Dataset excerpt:
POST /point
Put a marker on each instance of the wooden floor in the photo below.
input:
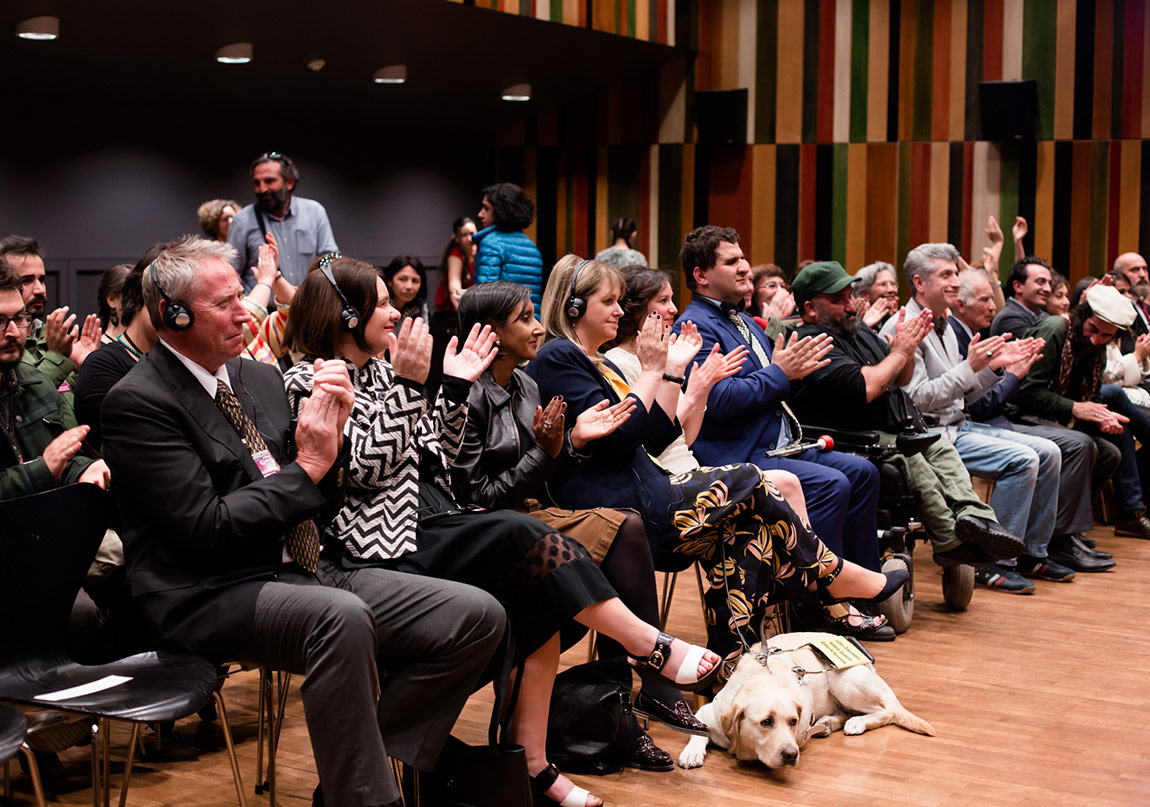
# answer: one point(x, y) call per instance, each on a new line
point(1037, 700)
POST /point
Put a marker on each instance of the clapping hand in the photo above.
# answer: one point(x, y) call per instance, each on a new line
point(799, 358)
point(652, 344)
point(411, 351)
point(600, 420)
point(683, 347)
point(547, 425)
point(476, 354)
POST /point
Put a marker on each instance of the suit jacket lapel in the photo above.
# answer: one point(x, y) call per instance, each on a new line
point(202, 408)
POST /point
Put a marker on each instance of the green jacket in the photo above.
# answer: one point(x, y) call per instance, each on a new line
point(1035, 396)
point(40, 415)
point(55, 366)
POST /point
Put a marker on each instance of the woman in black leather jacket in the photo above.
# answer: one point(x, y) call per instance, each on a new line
point(514, 447)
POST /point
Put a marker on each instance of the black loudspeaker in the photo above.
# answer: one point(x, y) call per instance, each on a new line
point(1009, 109)
point(721, 115)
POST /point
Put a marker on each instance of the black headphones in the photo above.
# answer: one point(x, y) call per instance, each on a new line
point(349, 317)
point(177, 315)
point(576, 306)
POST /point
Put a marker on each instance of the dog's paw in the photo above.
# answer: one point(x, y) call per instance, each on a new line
point(694, 753)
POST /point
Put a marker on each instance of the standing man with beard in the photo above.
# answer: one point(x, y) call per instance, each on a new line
point(1134, 267)
point(41, 443)
point(860, 389)
point(56, 346)
point(1065, 386)
point(299, 225)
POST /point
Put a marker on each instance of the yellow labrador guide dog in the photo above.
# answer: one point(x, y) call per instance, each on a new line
point(769, 711)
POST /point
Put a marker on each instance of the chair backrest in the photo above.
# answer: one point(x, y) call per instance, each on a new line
point(47, 543)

WHAT THIS TASK INVOLVES: Rewrite the lines above, swapping "Put a marker on" for "Place a dot on" at every occurrence and leaving all other text intact. Omit the pictures from your answer.

WRITTEN REPLY:
POST /point
Place a dot on each instance of the wooden floor in the photo below.
input:
# answer: one point(x, y) call per instance, each on a new line
point(1037, 700)
POST /point
Place a dot on each instance of the clapping hand in the photo above.
# answer: one point(x, y) call per instance, each on a new line
point(799, 358)
point(652, 344)
point(411, 351)
point(600, 420)
point(683, 347)
point(547, 425)
point(476, 354)
POST /point
Place a dot on each instance of the suit jacket lapel in the photo above.
# answer: one point(x, y) call per instance, each on a new line
point(202, 408)
POST /point
Place a dot on each instance of the green jacket in the photo above.
# answer: one point(x, y) call per instance, each on a new line
point(1035, 396)
point(40, 415)
point(55, 366)
POST /point
Place a dot on each instance of the woman in black leather jacket in the photo above.
# answer: one point(x, y) call per instance, each on a new line
point(514, 447)
POST /point
Place a dot on each instance of the black loudspeaker in the photo above.
# answer: one point(x, y) call per instance, each on a new line
point(1009, 109)
point(721, 115)
POST /point
Place a dot on each instance of the black headphones in the photo above.
# answer: one point(x, y) call per instance, each on a new line
point(349, 317)
point(177, 315)
point(576, 306)
POST /point
Place a dot on each instance of the dog's paw in the photo above.
# answer: one point(x, y) call per instance, each on a new line
point(694, 753)
POST /point
Place a dot on each instance of the standing man with beard in the photo above.
# answer: one point(x, y) call per instance, each on a new line
point(1134, 267)
point(41, 443)
point(860, 389)
point(56, 346)
point(1065, 386)
point(299, 225)
POST /point
Place a dot on each instance of the yellow labrador guide dog in the photo above.
# answer: one point(x, y) call per instance, each on a new line
point(769, 711)
POST /point
Place a dot on each instance of the chair backrest in the photo above.
# answer: one point(x, y) call per instance, each on a new line
point(47, 543)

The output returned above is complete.